- [EXTRACT TO READ]:
-- Start --

Physical Description
1 print : etching and engraving ; plate mark 38.9 x 33 cm, on sheet 61.1 x 48 cm
Medium
laid paper.
Notes
Title engraved above image.
State and publisher from Paulson.
Verse below image: Gin cursed fiend with fury fraught, makes human race a prey; it enters by a deadly draught, and steals our life away ...
Companion print: Beer Street.
Provenance
Formerly owned by Frederick Edward Sotheby of Ecton, Northants, 1837-1909.
Formerly owned by Charles Kinnaird, 8th Lord Kinnaird of Inchture (1780-1826).
Formerly owned by Queen Charlotte, the album bound according to Her Majesty's direction.
George Steevens bequeathed this collection to William Windham (1750-1810). At Windham's death, the collection was put up for sale on 20 July 1810 and was bought in by Mrs. Windham at 292 guineas; by descent through the Windham family; Sotheby's, 17 February 1919 to Dyson Perrins for £400; Sotheby's sale including Property of the Late C.W. Dyson Perrins, Esq., 11 June 1959, lot 100 purchased by Maggs Bros. for W.S. Lewis for £1300.

-- End --

- [STATED EXERCISE]: Carry on the catalog entry for the print from the point where it stops.

- [SUPPLIED MATERIAL]:
-- Start --

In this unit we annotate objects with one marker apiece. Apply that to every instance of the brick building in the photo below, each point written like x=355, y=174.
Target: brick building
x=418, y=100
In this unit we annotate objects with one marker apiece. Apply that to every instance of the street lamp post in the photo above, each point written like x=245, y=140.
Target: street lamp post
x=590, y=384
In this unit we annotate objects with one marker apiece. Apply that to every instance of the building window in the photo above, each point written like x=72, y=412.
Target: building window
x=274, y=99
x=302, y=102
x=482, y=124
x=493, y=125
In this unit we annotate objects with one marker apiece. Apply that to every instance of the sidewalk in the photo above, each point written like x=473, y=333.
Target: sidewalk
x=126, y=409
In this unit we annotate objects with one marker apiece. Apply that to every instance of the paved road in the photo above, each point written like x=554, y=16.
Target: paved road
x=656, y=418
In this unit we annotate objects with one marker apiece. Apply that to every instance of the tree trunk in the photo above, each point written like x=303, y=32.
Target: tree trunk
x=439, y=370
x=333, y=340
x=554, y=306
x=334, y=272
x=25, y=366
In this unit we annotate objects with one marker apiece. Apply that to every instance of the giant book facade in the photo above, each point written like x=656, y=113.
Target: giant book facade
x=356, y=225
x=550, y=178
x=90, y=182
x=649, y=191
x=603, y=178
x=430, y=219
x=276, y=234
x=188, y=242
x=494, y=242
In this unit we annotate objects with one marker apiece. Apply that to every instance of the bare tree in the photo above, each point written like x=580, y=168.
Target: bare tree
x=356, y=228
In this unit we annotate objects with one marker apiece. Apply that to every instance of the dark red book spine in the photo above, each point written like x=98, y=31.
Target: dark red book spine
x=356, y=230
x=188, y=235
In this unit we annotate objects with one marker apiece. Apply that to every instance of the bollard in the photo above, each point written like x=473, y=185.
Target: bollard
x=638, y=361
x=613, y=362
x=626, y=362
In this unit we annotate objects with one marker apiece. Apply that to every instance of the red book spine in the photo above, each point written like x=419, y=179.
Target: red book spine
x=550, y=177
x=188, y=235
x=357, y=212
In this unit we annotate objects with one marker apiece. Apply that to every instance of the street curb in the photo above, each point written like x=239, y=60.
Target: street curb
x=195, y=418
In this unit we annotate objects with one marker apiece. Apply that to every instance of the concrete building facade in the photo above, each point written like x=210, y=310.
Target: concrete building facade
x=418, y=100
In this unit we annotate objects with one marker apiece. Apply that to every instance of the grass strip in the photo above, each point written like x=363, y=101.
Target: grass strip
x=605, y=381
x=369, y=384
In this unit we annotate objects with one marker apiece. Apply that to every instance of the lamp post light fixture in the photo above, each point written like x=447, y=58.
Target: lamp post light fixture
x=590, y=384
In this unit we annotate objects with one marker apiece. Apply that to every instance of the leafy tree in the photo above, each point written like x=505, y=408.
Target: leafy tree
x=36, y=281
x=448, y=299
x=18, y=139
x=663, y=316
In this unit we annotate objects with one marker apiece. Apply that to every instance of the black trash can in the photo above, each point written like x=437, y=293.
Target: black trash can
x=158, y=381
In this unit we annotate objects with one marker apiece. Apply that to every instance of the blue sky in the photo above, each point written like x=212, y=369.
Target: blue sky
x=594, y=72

-- End --

- [TASK ANSWER]:
Summary
In the streets of the slum Ruins of St. Giles, Westminster, the only business are S. Gripe pawnbroker (left), Kilman Distiller (right) and the undertaker (background right). It is a scene of urban desolation with gin-crazed Londoners -- charity children, mothers and babies, trades people, cripples, etc. -- shown dead or dying, fighting, or stupefied with drink. Notably in the foreground a syphilitic mother sitting on the steps lets her child fall to its death over the railing, towards a flagon labeled "Gin Royal", as she takes a pinch of snuff; below her in the steps, an emaciated, bare-chested ballad-seller sleeps with a glass in one hand and a basket and a jug in the other; the ballad hanging from the basket is entitled 'The downfall of Mdm Gin". His dog looks down at the empty glass. On the right in a crumbling building a barber is shown hanging by his neck; below a crowd is being pushed back towards Kilman Distiller. Mid-ground a woman is being placed in a coffin, her child weeping on the ground beside the coffin. Another child is impaled on a spit and carried along by a cook with a bellows on his head. In the background is the tower of St George's Bloomsbury; in this state, the child's face has been changed so that the face is wizened and the eyes sunken.
Format
Images
Language
English
Added to Catalog
August 04, 2011
References
Catalogue of prints and drawings in the British Museum, v. 3, no. 3136
Paulson, R. Hogarth's graphic works (3rd rev. ed.), no. 186
Genre/Form
Satires (Visual works) - England - 1751.
Engravings - England - London - 1751.
Etchings - England - London - 1751.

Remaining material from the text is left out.